[Collected data entries]
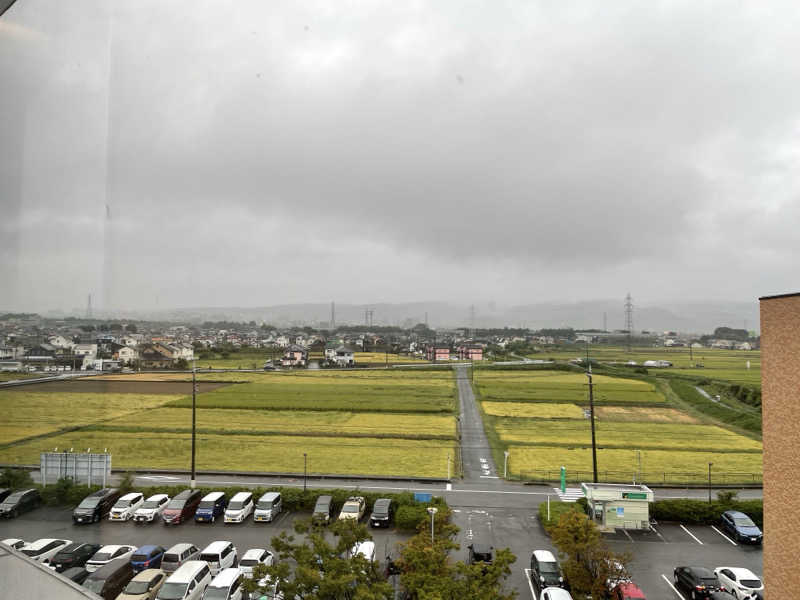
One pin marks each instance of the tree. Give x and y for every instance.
(324, 569)
(427, 572)
(586, 560)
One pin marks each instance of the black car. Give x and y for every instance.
(19, 502)
(73, 555)
(480, 553)
(698, 581)
(741, 527)
(382, 513)
(95, 506)
(76, 574)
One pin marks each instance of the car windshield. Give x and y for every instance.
(172, 591)
(94, 585)
(101, 556)
(137, 587)
(549, 568)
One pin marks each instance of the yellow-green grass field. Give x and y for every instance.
(311, 423)
(577, 433)
(558, 386)
(280, 454)
(538, 410)
(532, 462)
(29, 413)
(727, 365)
(367, 391)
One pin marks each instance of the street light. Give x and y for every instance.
(432, 511)
(709, 481)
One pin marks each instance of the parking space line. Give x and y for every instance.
(691, 534)
(530, 584)
(725, 536)
(674, 589)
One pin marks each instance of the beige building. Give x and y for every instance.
(780, 382)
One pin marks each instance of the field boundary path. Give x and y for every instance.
(476, 456)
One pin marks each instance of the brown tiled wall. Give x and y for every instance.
(780, 381)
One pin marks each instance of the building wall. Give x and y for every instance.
(780, 383)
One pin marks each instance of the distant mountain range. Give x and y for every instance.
(695, 317)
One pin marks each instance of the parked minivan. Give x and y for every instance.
(219, 555)
(181, 507)
(268, 507)
(323, 510)
(177, 555)
(239, 508)
(187, 583)
(110, 579)
(124, 508)
(95, 506)
(227, 585)
(211, 506)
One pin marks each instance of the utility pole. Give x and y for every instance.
(591, 416)
(193, 481)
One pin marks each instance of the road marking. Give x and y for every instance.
(530, 583)
(725, 536)
(691, 534)
(669, 583)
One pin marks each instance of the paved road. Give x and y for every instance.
(476, 458)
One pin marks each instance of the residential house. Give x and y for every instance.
(295, 356)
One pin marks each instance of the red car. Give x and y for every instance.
(627, 591)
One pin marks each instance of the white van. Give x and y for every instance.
(187, 583)
(239, 508)
(126, 507)
(219, 555)
(268, 507)
(227, 585)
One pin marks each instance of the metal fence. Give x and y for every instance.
(652, 477)
(81, 467)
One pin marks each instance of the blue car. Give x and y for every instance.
(212, 505)
(147, 557)
(741, 527)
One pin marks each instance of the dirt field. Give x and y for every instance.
(106, 386)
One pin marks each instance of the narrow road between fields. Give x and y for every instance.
(476, 457)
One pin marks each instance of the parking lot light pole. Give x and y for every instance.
(709, 481)
(193, 480)
(432, 511)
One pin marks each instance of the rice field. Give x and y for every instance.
(27, 413)
(279, 454)
(615, 465)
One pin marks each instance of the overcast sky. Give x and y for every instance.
(256, 153)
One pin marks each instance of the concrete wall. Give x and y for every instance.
(780, 382)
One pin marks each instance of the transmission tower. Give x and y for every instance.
(629, 319)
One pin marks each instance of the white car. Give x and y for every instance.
(43, 550)
(108, 553)
(253, 558)
(15, 543)
(738, 581)
(126, 506)
(239, 508)
(151, 508)
(554, 593)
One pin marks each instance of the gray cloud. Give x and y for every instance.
(292, 151)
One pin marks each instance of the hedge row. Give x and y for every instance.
(700, 512)
(409, 513)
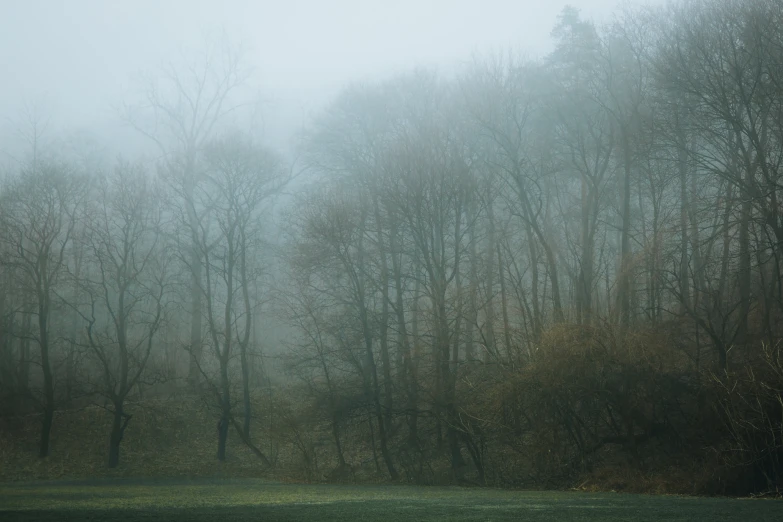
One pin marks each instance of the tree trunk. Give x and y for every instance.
(225, 410)
(46, 427)
(119, 423)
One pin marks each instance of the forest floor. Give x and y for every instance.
(250, 499)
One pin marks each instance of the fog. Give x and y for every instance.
(509, 244)
(78, 60)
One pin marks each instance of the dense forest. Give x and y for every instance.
(554, 272)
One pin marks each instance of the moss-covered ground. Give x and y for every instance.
(248, 499)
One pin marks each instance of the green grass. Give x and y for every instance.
(245, 500)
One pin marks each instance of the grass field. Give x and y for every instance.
(245, 500)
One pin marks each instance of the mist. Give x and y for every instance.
(503, 244)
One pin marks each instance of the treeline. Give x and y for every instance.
(526, 274)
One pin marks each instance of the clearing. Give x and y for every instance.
(247, 499)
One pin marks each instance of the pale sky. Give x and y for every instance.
(79, 57)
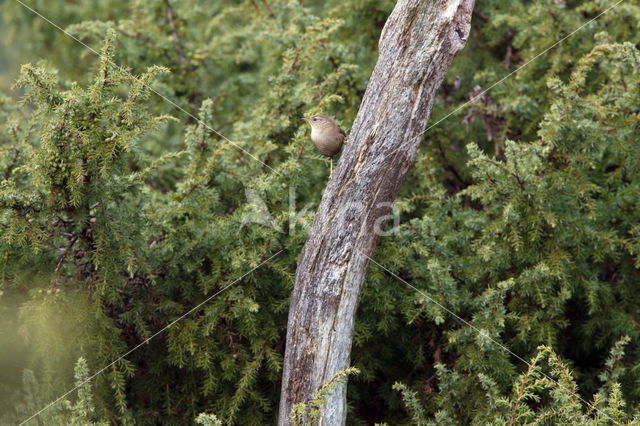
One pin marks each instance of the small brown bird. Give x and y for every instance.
(326, 135)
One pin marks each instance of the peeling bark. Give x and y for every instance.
(417, 45)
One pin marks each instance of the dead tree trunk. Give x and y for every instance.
(417, 45)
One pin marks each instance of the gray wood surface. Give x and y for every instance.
(417, 45)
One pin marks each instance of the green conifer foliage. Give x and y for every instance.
(119, 212)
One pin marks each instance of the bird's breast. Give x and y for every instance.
(328, 143)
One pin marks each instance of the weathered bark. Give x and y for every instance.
(417, 45)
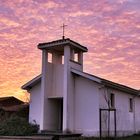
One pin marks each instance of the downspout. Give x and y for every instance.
(134, 105)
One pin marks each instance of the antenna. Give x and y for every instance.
(63, 29)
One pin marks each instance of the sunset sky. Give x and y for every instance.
(110, 29)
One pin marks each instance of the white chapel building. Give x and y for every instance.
(64, 98)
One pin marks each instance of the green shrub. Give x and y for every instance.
(17, 126)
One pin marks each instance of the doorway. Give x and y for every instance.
(56, 114)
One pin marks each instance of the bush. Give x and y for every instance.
(17, 126)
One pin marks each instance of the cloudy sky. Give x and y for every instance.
(110, 29)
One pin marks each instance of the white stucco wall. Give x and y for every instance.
(86, 107)
(34, 107)
(124, 118)
(137, 114)
(55, 76)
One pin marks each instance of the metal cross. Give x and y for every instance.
(63, 28)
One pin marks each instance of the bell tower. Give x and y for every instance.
(57, 79)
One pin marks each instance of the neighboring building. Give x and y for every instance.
(12, 106)
(65, 98)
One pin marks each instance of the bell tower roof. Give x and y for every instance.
(58, 45)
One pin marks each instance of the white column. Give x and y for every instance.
(66, 82)
(43, 86)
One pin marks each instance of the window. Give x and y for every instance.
(130, 104)
(112, 100)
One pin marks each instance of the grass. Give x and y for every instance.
(135, 137)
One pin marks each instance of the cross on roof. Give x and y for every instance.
(63, 29)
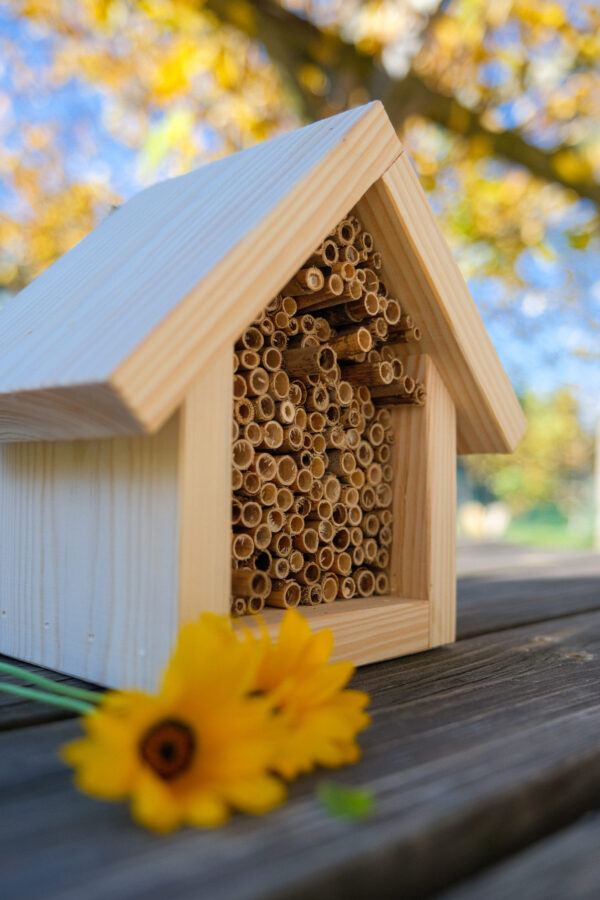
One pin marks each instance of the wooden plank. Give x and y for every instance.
(474, 751)
(88, 543)
(177, 272)
(420, 270)
(566, 865)
(366, 629)
(205, 492)
(423, 563)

Task to complete:
Lay out the entries from the line containing "One pin marks each instance of the cross" through the last line, both included, as a JSON list of strings with one string per line. Skip blank lines and omit the pictures.

Response to the exercise:
[
  "One pin marks each instance of the cross on roof. Give x and y for every instance.",
  "(63, 29)",
  "One pin marks each instance of the wooden plank. Give x and y for every instance.",
  "(474, 751)",
  "(88, 543)",
  "(177, 272)",
  "(420, 270)",
  "(566, 865)",
  "(366, 629)",
  "(205, 492)",
  "(423, 563)"
]